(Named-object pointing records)

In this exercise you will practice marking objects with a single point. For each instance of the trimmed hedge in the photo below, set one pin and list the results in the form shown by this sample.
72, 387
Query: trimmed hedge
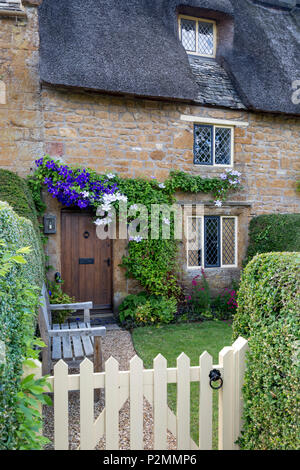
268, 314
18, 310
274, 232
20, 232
--
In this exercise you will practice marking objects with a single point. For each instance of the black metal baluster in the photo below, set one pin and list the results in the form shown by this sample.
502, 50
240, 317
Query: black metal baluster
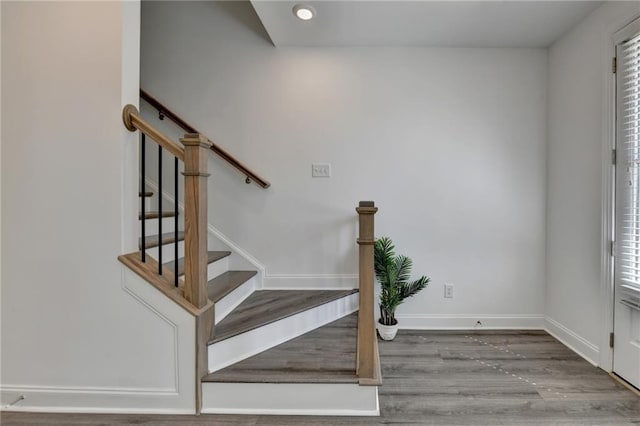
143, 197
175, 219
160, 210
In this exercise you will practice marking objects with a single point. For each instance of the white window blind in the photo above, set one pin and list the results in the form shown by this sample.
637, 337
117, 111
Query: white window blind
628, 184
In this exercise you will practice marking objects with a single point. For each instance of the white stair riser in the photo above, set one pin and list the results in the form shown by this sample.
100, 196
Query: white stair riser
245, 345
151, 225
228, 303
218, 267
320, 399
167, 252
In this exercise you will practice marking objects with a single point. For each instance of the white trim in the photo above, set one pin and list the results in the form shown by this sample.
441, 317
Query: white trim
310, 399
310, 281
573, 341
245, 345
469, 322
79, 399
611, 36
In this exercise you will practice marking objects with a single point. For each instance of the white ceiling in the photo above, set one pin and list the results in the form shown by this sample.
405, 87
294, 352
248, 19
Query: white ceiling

● THE REQUEST:
Write out the items above word for word, from the line containing "the white trim" through the line containing "Query: white ceiling", including both of those lines.

● EXERCISE OUTPUT:
In this exercise you will practice marking objects with a single point. For each instance of the white trim in the photo above, set one pin and list the results in the form shown by this sample.
441, 317
Query: white trim
310, 399
310, 281
573, 341
245, 345
469, 322
79, 399
611, 36
In this exercise you will practice marking objects with a single point. For each instance of the white ceiling in the photo above, set one pin and list the results in the form shown by this sample.
405, 87
294, 352
248, 19
Query: white ceiling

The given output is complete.